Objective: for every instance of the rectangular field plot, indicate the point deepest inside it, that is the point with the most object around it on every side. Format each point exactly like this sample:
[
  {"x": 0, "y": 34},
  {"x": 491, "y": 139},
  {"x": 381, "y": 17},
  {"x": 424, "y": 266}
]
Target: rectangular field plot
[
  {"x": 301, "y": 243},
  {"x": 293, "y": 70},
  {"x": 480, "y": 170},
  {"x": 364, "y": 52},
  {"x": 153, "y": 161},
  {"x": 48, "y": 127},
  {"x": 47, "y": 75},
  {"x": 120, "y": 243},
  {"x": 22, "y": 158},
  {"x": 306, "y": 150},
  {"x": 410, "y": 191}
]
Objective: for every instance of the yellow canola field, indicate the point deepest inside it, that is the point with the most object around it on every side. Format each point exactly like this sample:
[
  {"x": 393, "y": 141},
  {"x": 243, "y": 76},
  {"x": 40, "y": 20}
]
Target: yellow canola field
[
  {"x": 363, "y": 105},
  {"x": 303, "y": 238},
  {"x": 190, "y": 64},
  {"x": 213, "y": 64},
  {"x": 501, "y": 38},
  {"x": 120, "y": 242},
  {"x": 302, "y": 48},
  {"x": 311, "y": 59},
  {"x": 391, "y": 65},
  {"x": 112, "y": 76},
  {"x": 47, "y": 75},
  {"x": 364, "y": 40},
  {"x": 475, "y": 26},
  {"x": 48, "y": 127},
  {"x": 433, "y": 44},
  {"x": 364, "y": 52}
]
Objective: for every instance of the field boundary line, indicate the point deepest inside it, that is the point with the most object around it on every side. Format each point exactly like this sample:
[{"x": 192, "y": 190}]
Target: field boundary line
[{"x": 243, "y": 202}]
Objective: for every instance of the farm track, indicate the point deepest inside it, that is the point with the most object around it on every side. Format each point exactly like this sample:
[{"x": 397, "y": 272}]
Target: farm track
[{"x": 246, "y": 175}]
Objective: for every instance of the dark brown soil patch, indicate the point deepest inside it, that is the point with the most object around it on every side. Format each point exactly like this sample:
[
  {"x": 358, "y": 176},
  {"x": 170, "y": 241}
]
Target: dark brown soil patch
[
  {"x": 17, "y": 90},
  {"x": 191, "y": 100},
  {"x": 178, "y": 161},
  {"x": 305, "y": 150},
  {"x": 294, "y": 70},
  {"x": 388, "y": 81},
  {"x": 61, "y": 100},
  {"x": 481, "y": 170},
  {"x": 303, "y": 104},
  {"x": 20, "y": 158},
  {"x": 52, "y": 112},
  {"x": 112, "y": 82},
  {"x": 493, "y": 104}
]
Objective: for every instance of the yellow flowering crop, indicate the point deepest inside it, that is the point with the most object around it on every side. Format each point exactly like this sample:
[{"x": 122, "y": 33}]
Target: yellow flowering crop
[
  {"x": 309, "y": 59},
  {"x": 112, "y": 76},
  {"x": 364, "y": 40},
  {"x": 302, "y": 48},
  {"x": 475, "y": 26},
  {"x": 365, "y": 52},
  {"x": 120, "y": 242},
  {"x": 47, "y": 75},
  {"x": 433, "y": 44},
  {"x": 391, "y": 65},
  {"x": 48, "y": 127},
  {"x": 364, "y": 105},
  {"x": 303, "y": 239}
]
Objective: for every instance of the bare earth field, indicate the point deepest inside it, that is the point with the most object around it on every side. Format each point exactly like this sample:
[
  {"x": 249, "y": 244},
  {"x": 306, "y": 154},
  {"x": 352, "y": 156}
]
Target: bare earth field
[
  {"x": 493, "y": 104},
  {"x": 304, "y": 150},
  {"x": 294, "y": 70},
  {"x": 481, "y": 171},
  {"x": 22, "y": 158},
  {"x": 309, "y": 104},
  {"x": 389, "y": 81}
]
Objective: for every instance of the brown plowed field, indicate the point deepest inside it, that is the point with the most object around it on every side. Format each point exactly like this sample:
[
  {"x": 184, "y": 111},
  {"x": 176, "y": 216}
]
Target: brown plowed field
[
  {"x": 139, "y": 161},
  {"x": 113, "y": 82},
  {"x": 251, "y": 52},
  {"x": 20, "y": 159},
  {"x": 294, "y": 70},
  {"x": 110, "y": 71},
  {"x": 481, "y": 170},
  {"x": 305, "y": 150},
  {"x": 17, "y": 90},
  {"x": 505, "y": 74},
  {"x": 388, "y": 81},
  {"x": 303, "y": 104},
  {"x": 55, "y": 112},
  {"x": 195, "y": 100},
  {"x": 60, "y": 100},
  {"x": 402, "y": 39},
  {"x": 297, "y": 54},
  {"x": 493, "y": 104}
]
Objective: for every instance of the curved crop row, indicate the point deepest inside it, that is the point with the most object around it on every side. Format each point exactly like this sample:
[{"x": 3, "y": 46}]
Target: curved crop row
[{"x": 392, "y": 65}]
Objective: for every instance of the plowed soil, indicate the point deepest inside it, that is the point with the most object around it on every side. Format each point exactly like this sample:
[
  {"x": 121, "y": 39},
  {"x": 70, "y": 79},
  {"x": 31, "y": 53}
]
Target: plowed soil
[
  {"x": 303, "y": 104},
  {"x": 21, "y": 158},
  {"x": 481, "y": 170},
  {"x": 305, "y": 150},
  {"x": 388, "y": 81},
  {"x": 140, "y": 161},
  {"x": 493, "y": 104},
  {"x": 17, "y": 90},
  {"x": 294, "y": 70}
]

REQUIRED WORK
What you return should match the entries above exactly.

EXERCISE RESULT
Objective: for every instance of the rectangular field plot, indicate the point deepest inside it, that is the point with the most object around it on every side. Format each point exactly like this sample:
[
  {"x": 0, "y": 34},
  {"x": 491, "y": 139},
  {"x": 381, "y": 17},
  {"x": 424, "y": 266}
]
Target: rectangular field plot
[
  {"x": 301, "y": 243},
  {"x": 293, "y": 70},
  {"x": 480, "y": 170},
  {"x": 364, "y": 52},
  {"x": 153, "y": 161},
  {"x": 48, "y": 127},
  {"x": 47, "y": 75},
  {"x": 120, "y": 243},
  {"x": 22, "y": 158},
  {"x": 306, "y": 150},
  {"x": 410, "y": 191}
]
Objective: for every instance of the yellow canola field, indicate the point deepest inside it, that is the point with the most object around it on every side. Format each point exactly like this sample:
[
  {"x": 393, "y": 141},
  {"x": 243, "y": 76},
  {"x": 40, "y": 20}
]
Target: yellow canola field
[
  {"x": 363, "y": 105},
  {"x": 303, "y": 238},
  {"x": 190, "y": 64},
  {"x": 213, "y": 64},
  {"x": 501, "y": 38},
  {"x": 120, "y": 242},
  {"x": 302, "y": 48},
  {"x": 311, "y": 59},
  {"x": 391, "y": 65},
  {"x": 112, "y": 76},
  {"x": 47, "y": 75},
  {"x": 364, "y": 40},
  {"x": 475, "y": 26},
  {"x": 48, "y": 127},
  {"x": 433, "y": 44},
  {"x": 364, "y": 52}
]
Objective: for every instance of the field boundary line, indicate the point deepest inside it, that is the point with the most object around it on every side. Format each point exactly like this sample:
[{"x": 192, "y": 190}]
Target: field boundary line
[{"x": 243, "y": 202}]
Objective: for every instance of the farm track, indicate the point deepest inside it, that is the point with the most object around it on every side. Format each point exactly like this sample:
[{"x": 397, "y": 272}]
Target: farm track
[{"x": 246, "y": 175}]
Objective: for every instance of the dark brown soil patch, indicate the point deepest inside it, that is the point with the most object around it on every side. Format each point exactly like this sample:
[
  {"x": 358, "y": 176},
  {"x": 170, "y": 241}
]
Target: dark brown soil patch
[
  {"x": 17, "y": 90},
  {"x": 191, "y": 100},
  {"x": 178, "y": 161},
  {"x": 305, "y": 150},
  {"x": 294, "y": 70},
  {"x": 388, "y": 81},
  {"x": 61, "y": 100},
  {"x": 481, "y": 170},
  {"x": 303, "y": 104},
  {"x": 20, "y": 158},
  {"x": 52, "y": 112},
  {"x": 112, "y": 82},
  {"x": 493, "y": 104}
]
Objective: for every instance of the yellow flowering crop, indicate the point deepest inside it, that is the point with the most object around it on every side. Format each point exactly like this sample:
[{"x": 122, "y": 33}]
Target: yellow flowering crop
[
  {"x": 309, "y": 59},
  {"x": 112, "y": 76},
  {"x": 364, "y": 40},
  {"x": 302, "y": 48},
  {"x": 475, "y": 26},
  {"x": 365, "y": 52},
  {"x": 120, "y": 242},
  {"x": 47, "y": 75},
  {"x": 433, "y": 44},
  {"x": 391, "y": 65},
  {"x": 48, "y": 127},
  {"x": 364, "y": 105},
  {"x": 303, "y": 239}
]
Objective: for every instance of the bare earth field, indicate the point deepest inside it, that is the point with the most object around it on every side. Format each point exactly like this sample:
[
  {"x": 249, "y": 244},
  {"x": 306, "y": 154},
  {"x": 352, "y": 156}
]
Target: bare earth field
[
  {"x": 493, "y": 104},
  {"x": 304, "y": 150},
  {"x": 294, "y": 70},
  {"x": 481, "y": 171},
  {"x": 22, "y": 158},
  {"x": 309, "y": 104},
  {"x": 389, "y": 81}
]
Objective: for every instance of the brown plowed field, indicate the point deepest inside it, that is the point with the most object around it on every side. Format each point exactly like this sample:
[
  {"x": 184, "y": 111},
  {"x": 176, "y": 216}
]
Target: brown plowed field
[
  {"x": 139, "y": 161},
  {"x": 113, "y": 82},
  {"x": 251, "y": 52},
  {"x": 20, "y": 159},
  {"x": 294, "y": 70},
  {"x": 110, "y": 71},
  {"x": 481, "y": 170},
  {"x": 305, "y": 150},
  {"x": 17, "y": 90},
  {"x": 505, "y": 74},
  {"x": 388, "y": 81},
  {"x": 303, "y": 104},
  {"x": 55, "y": 112},
  {"x": 195, "y": 100},
  {"x": 60, "y": 100},
  {"x": 402, "y": 39},
  {"x": 297, "y": 54},
  {"x": 493, "y": 104}
]
Objective: for every instance of the curved crop row, indicate the point deepest inside it, that is the point with the most object around it on every side. Format each point exactly like this sample:
[{"x": 3, "y": 46}]
Target: curved crop row
[{"x": 392, "y": 65}]
Objective: for every instance of the plowed soil, indicate the point deepest inside it, that is the point with the most object around it on every side. Format each point exactly like this sample:
[
  {"x": 121, "y": 39},
  {"x": 70, "y": 79},
  {"x": 31, "y": 53}
]
Target: plowed soil
[
  {"x": 303, "y": 104},
  {"x": 21, "y": 158},
  {"x": 481, "y": 170},
  {"x": 305, "y": 150},
  {"x": 388, "y": 81},
  {"x": 140, "y": 161},
  {"x": 493, "y": 104},
  {"x": 17, "y": 90},
  {"x": 294, "y": 70}
]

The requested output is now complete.